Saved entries
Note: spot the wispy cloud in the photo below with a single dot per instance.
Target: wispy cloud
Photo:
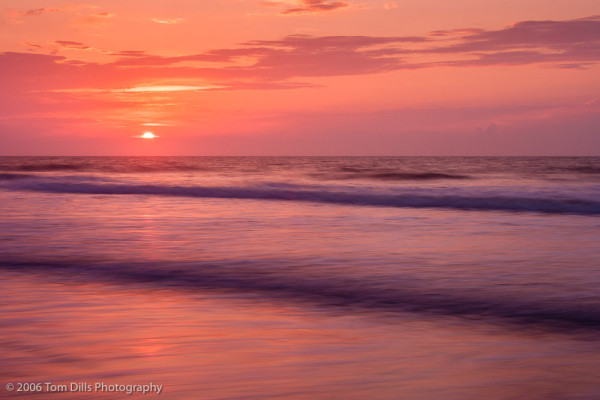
(277, 64)
(71, 45)
(168, 21)
(306, 6)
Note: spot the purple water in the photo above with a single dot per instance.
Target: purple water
(303, 278)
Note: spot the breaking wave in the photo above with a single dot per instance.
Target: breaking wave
(345, 292)
(434, 198)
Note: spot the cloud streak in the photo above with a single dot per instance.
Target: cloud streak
(315, 6)
(272, 64)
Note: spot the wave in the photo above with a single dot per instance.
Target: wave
(10, 177)
(346, 292)
(116, 167)
(406, 198)
(347, 173)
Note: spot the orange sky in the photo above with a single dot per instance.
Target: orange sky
(306, 77)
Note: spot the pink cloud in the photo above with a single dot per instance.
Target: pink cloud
(309, 6)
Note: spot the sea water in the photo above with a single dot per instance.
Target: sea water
(302, 277)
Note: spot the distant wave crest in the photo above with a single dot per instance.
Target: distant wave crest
(435, 198)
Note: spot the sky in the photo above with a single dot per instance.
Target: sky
(300, 77)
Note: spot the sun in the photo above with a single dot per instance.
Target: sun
(148, 135)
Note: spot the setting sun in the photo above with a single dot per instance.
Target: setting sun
(148, 135)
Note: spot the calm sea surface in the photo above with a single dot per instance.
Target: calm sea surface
(302, 278)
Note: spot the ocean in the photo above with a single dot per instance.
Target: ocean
(451, 278)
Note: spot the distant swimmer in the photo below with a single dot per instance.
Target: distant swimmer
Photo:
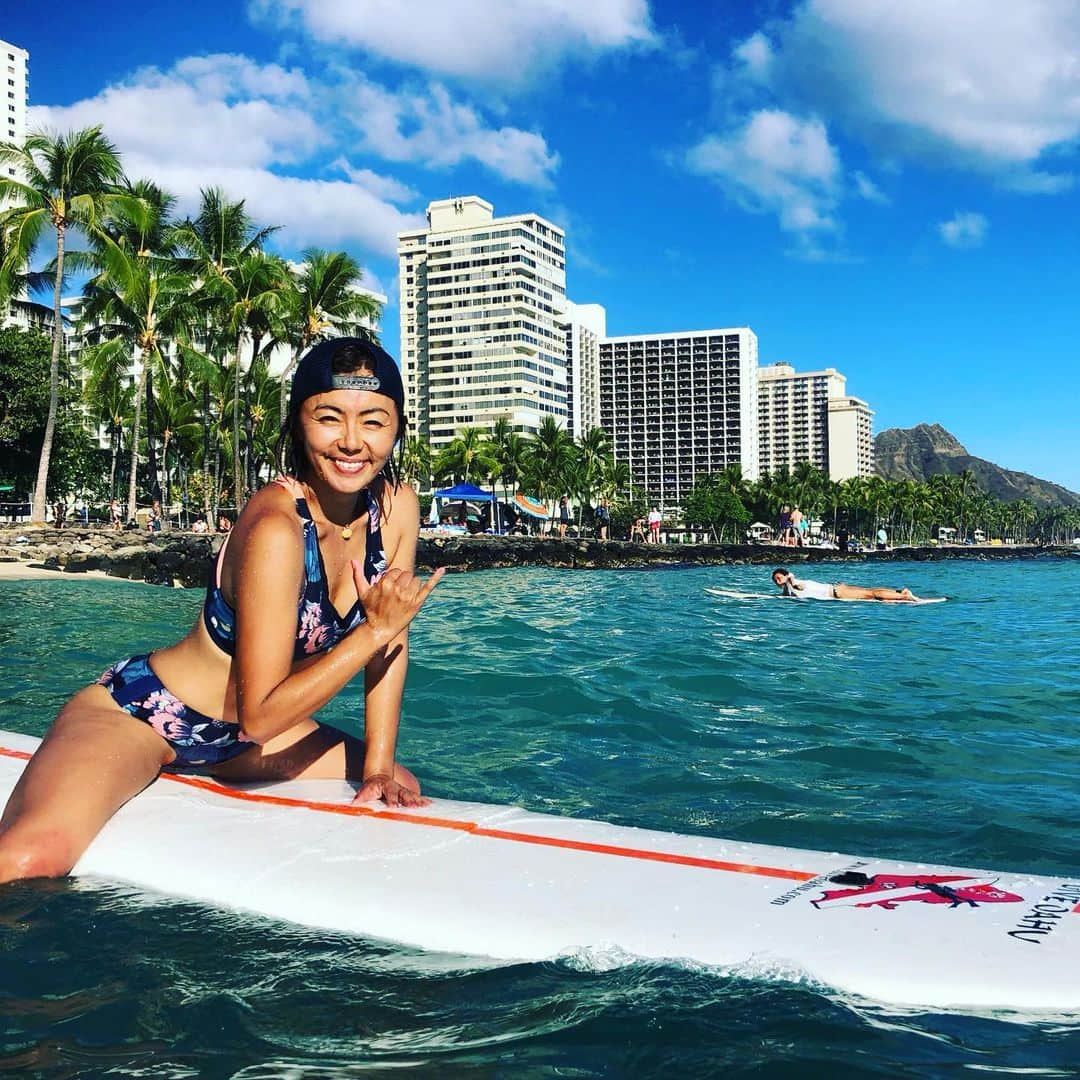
(805, 589)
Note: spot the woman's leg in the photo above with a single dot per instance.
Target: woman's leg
(859, 593)
(308, 751)
(93, 760)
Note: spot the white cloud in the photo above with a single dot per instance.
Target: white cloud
(428, 125)
(382, 187)
(779, 163)
(268, 134)
(202, 110)
(963, 230)
(993, 85)
(507, 42)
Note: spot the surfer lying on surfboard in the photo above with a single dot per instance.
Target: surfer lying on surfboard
(805, 589)
(271, 647)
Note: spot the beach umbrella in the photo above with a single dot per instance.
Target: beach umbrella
(531, 507)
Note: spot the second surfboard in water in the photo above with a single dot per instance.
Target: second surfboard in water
(734, 594)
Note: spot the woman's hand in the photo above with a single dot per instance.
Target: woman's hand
(393, 601)
(381, 786)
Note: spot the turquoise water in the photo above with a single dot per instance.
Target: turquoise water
(946, 732)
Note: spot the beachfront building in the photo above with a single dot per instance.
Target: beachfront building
(850, 437)
(583, 325)
(798, 423)
(678, 406)
(481, 298)
(14, 63)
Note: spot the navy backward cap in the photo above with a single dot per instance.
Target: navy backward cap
(315, 375)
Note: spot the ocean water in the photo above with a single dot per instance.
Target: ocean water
(946, 732)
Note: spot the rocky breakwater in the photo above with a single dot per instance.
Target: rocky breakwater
(481, 553)
(184, 558)
(161, 558)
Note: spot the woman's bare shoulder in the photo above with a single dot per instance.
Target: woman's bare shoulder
(270, 514)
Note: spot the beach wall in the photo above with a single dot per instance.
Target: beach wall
(185, 558)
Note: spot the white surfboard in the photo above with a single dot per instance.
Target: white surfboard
(734, 594)
(501, 882)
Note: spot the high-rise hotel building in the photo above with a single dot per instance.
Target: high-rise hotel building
(584, 325)
(679, 406)
(14, 63)
(808, 416)
(481, 338)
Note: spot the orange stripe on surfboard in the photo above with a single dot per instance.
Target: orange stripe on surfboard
(353, 810)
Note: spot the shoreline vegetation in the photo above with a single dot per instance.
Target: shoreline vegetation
(184, 558)
(214, 323)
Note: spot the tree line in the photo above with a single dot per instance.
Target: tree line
(201, 304)
(913, 512)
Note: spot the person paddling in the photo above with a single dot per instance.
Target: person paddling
(805, 589)
(314, 583)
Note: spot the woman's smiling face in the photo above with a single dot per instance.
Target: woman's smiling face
(349, 436)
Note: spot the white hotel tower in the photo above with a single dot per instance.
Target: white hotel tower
(808, 416)
(13, 63)
(678, 406)
(481, 338)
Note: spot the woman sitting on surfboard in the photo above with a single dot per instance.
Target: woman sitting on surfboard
(805, 589)
(271, 646)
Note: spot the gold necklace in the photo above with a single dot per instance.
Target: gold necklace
(347, 529)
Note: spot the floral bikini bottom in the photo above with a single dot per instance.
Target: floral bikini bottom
(198, 740)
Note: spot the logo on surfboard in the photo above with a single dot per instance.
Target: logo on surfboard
(888, 890)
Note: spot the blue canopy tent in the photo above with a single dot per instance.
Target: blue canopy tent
(469, 493)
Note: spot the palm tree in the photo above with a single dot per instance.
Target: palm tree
(416, 461)
(466, 457)
(593, 449)
(213, 243)
(139, 302)
(322, 299)
(66, 180)
(110, 404)
(253, 296)
(551, 456)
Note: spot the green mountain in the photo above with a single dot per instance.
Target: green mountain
(921, 451)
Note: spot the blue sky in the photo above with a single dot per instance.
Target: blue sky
(887, 189)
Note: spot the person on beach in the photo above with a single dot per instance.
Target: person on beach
(784, 529)
(313, 583)
(798, 527)
(656, 518)
(805, 589)
(564, 516)
(603, 516)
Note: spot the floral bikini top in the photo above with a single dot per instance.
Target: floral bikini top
(319, 625)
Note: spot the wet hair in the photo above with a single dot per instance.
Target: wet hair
(292, 451)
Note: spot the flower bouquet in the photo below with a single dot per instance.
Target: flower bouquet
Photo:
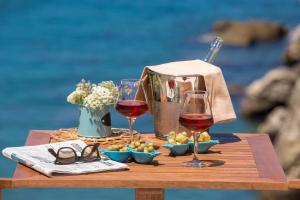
(93, 101)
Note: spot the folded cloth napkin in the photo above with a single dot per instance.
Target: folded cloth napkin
(212, 81)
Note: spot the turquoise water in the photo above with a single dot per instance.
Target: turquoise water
(48, 46)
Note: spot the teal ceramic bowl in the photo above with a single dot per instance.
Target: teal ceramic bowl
(203, 147)
(118, 156)
(144, 158)
(176, 149)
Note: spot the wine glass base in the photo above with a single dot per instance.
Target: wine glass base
(195, 164)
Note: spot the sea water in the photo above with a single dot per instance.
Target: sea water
(46, 47)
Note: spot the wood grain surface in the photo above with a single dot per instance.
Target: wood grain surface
(243, 161)
(294, 184)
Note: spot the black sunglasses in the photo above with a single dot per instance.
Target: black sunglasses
(67, 155)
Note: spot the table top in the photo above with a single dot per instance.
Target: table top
(246, 161)
(294, 183)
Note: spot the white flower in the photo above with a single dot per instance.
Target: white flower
(94, 96)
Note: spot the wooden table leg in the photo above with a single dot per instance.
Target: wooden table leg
(149, 194)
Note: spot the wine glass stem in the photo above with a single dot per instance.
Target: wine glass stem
(131, 122)
(195, 135)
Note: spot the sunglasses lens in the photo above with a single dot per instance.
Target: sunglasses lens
(90, 153)
(66, 156)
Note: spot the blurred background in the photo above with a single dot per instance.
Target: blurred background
(46, 47)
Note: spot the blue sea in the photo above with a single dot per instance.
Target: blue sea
(46, 47)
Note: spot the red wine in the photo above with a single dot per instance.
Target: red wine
(131, 108)
(196, 122)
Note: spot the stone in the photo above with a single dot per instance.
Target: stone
(287, 144)
(266, 93)
(288, 148)
(236, 89)
(274, 122)
(245, 33)
(292, 53)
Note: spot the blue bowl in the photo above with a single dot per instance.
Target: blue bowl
(144, 158)
(119, 156)
(203, 147)
(176, 149)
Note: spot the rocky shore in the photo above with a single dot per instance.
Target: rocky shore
(275, 98)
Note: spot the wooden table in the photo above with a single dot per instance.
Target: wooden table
(244, 161)
(294, 183)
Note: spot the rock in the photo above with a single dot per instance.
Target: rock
(287, 144)
(274, 122)
(292, 53)
(248, 32)
(236, 89)
(288, 148)
(272, 90)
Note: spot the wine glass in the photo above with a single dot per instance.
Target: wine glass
(127, 103)
(196, 116)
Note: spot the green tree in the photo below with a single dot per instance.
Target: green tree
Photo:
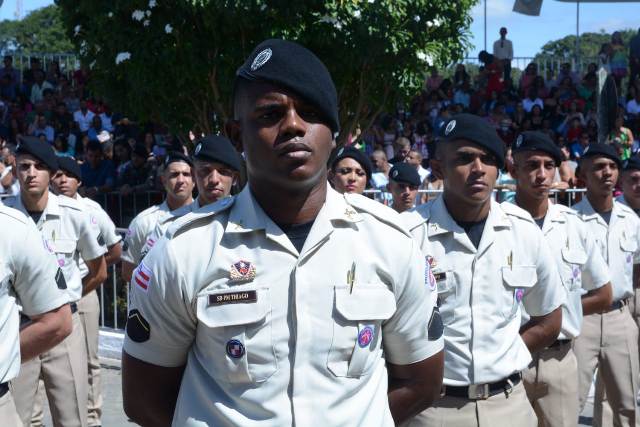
(40, 31)
(174, 61)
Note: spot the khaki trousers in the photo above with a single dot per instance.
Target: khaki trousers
(89, 311)
(63, 370)
(609, 342)
(8, 413)
(500, 410)
(551, 383)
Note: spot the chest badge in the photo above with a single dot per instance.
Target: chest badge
(242, 271)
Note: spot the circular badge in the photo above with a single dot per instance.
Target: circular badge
(450, 126)
(261, 59)
(365, 336)
(235, 349)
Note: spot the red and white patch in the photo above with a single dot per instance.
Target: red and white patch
(142, 277)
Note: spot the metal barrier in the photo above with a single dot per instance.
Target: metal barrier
(114, 293)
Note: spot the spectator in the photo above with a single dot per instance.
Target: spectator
(619, 61)
(98, 174)
(634, 56)
(503, 51)
(40, 127)
(83, 117)
(38, 87)
(136, 175)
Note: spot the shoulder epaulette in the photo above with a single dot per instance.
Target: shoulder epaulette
(205, 213)
(512, 209)
(383, 213)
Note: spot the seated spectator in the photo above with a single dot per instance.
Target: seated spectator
(98, 174)
(83, 117)
(137, 174)
(40, 127)
(531, 100)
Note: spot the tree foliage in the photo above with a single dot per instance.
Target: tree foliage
(41, 31)
(177, 58)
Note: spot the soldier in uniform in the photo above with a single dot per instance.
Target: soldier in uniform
(297, 305)
(177, 180)
(404, 182)
(66, 181)
(66, 229)
(30, 279)
(609, 339)
(551, 381)
(488, 260)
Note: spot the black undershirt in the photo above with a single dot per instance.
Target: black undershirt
(297, 233)
(606, 216)
(35, 216)
(540, 221)
(474, 230)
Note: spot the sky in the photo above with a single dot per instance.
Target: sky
(527, 33)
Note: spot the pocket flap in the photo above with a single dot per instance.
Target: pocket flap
(520, 276)
(64, 246)
(365, 303)
(574, 256)
(233, 306)
(628, 245)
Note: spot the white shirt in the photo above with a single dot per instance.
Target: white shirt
(503, 49)
(141, 226)
(619, 243)
(27, 283)
(480, 290)
(102, 225)
(83, 120)
(67, 232)
(308, 348)
(579, 262)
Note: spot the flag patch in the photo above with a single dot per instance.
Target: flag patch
(142, 277)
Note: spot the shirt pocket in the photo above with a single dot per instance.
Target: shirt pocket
(517, 280)
(573, 265)
(447, 295)
(357, 328)
(235, 338)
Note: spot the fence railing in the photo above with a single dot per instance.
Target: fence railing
(114, 293)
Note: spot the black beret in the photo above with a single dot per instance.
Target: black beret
(70, 167)
(602, 150)
(632, 163)
(356, 155)
(296, 68)
(39, 149)
(538, 141)
(176, 156)
(217, 148)
(405, 173)
(477, 130)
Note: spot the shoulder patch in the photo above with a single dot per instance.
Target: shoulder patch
(512, 210)
(13, 213)
(383, 213)
(205, 213)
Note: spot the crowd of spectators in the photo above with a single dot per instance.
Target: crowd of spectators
(117, 154)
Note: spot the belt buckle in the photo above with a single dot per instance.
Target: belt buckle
(478, 391)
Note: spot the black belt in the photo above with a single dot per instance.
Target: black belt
(24, 319)
(4, 388)
(559, 343)
(482, 391)
(617, 305)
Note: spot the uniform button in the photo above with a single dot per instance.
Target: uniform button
(235, 349)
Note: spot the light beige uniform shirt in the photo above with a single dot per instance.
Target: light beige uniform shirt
(273, 337)
(27, 283)
(480, 289)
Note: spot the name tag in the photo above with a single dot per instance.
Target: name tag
(440, 276)
(233, 298)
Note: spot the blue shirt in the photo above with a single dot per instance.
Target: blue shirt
(103, 175)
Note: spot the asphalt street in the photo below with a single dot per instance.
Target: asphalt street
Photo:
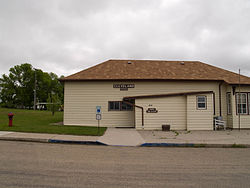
(24, 164)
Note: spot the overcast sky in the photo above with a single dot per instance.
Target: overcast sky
(66, 36)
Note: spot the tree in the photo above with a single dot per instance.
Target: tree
(17, 88)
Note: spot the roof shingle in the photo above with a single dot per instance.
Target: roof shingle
(156, 70)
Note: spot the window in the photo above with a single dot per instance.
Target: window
(120, 106)
(201, 102)
(114, 105)
(229, 105)
(241, 103)
(248, 102)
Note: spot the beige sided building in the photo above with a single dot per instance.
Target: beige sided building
(144, 94)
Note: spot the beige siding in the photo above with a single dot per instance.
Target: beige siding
(199, 119)
(81, 99)
(171, 110)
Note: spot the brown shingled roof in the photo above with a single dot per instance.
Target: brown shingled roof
(156, 70)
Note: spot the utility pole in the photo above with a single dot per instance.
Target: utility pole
(35, 92)
(240, 101)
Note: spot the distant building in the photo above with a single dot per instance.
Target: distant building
(145, 94)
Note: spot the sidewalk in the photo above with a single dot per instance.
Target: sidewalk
(132, 137)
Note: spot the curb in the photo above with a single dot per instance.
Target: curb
(195, 145)
(76, 142)
(41, 140)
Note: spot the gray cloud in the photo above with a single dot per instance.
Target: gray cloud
(65, 36)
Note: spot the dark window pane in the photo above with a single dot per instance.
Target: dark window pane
(201, 105)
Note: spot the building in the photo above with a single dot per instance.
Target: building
(146, 94)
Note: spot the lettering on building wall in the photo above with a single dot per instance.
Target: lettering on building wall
(151, 110)
(123, 87)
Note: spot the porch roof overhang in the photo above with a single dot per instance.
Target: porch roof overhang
(167, 95)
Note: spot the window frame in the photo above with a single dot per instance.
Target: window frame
(229, 103)
(247, 103)
(121, 106)
(197, 102)
(109, 109)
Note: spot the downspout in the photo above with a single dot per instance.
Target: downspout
(220, 97)
(142, 111)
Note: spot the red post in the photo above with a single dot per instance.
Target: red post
(10, 115)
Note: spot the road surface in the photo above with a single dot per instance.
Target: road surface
(24, 164)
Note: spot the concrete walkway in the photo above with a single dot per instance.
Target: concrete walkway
(132, 137)
(121, 137)
(221, 137)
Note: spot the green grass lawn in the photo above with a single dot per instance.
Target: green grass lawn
(41, 122)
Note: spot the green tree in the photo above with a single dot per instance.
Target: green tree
(17, 88)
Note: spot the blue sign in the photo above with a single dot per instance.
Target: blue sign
(98, 110)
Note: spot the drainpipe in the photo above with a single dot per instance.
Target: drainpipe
(142, 111)
(220, 97)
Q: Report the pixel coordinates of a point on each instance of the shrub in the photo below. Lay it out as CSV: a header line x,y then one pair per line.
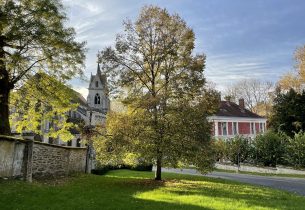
x,y
270,148
238,149
220,148
295,150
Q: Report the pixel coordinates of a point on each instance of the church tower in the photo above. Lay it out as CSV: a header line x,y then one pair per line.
x,y
98,92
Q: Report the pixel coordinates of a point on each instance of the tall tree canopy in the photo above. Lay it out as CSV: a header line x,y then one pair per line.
x,y
295,79
33,37
288,114
163,88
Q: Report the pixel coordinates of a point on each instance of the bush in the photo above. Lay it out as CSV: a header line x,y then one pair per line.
x,y
101,170
295,150
238,149
220,150
270,148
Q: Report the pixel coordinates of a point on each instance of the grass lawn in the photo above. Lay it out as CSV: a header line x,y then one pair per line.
x,y
124,189
262,174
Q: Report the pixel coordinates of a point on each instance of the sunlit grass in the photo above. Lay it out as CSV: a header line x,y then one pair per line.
x,y
124,189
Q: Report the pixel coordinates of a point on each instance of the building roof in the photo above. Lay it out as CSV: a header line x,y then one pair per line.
x,y
231,109
99,74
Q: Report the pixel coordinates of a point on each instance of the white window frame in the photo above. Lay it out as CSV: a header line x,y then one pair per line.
x,y
233,133
224,125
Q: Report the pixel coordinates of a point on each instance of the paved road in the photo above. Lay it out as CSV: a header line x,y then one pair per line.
x,y
296,185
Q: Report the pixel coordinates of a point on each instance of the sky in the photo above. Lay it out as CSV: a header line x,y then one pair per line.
x,y
242,39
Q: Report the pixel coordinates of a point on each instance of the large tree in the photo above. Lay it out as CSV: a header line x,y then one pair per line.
x,y
295,79
288,113
33,37
163,87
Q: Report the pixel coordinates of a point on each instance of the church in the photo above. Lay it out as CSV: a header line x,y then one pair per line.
x,y
91,111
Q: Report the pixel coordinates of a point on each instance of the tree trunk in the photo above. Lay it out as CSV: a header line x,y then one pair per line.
x,y
158,171
4,111
4,93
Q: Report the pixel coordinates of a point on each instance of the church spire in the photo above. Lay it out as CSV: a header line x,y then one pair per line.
x,y
98,72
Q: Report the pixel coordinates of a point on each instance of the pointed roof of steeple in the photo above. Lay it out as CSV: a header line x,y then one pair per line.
x,y
98,72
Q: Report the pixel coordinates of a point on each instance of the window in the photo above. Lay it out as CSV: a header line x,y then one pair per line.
x,y
97,99
234,128
78,143
261,127
224,128
252,127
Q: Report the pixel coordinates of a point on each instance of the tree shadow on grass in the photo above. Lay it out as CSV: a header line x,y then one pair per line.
x,y
253,196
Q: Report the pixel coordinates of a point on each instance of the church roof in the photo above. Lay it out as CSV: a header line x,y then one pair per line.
x,y
101,76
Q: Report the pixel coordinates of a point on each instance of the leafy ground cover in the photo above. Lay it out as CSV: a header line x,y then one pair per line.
x,y
124,189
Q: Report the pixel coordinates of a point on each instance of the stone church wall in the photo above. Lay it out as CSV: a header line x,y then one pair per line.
x,y
25,158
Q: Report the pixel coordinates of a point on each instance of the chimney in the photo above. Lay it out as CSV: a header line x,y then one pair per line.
x,y
241,103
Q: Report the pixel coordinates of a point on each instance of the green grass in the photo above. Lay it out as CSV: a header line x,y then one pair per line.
x,y
124,189
262,174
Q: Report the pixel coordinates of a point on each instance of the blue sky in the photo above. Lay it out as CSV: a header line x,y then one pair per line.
x,y
241,38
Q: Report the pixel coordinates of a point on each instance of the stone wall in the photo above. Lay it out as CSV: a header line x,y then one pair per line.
x,y
26,158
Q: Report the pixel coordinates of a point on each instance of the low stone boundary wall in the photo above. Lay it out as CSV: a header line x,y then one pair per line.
x,y
255,169
25,158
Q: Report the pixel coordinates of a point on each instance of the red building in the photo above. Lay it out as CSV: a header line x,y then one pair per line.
x,y
233,119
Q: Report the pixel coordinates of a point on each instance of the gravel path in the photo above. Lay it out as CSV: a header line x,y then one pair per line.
x,y
296,185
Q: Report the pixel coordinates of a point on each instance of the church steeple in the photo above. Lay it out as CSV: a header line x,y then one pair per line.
x,y
98,72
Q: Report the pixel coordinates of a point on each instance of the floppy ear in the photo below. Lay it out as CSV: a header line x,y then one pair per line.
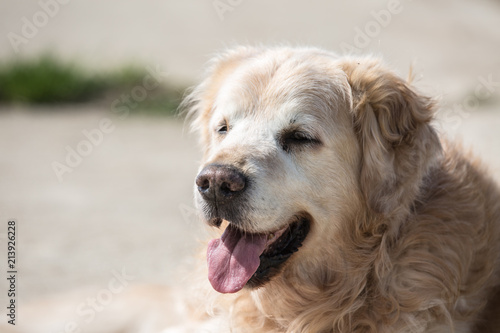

Work request:
Pictures are to be left out; the lines from the start of the records above through the line holding "Note: spot the setting" are to be returned exactly.

Result for this exercise:
Note: spot the wispy cloud in the photo below with a single dot per instance.
Target: wispy cloud
Photo:
(277, 64)
(71, 45)
(168, 21)
(306, 6)
Note: spot the purple water in the photo above with a single dot per instance.
Target: purple water
(303, 278)
Note: spot the breaking wave in the photo above with a single dot per instance.
Target: breaking wave
(345, 292)
(434, 198)
Note: spot the cloud streak in the photo above with a single dot per instance.
Target: cloud streak
(315, 6)
(272, 64)
Note: spot the wave in the photo above with a single dot per instance.
Target: wave
(10, 177)
(346, 292)
(116, 167)
(406, 198)
(347, 173)
Note: spot the orange sky in the photo above with a single dot per instance.
Target: orange sky
(306, 77)
Note: spot the pink cloud in the photo above with a single dot per instance.
Target: pink cloud
(309, 6)
Note: spot the sea water in the photo above with a single dot per instance.
Target: sea water
(302, 277)
Note: spot the distant wave crest in the photo above with a single dot per instance.
Target: distant wave crest
(435, 198)
Note: spot the sky in the photo above with a single dot per instance.
Target: sky
(300, 77)
Note: spot the sun in the photo above with a single dot per instance.
Target: sun
(148, 135)
Note: spot the setting sun in the photo above with a single dot per instance.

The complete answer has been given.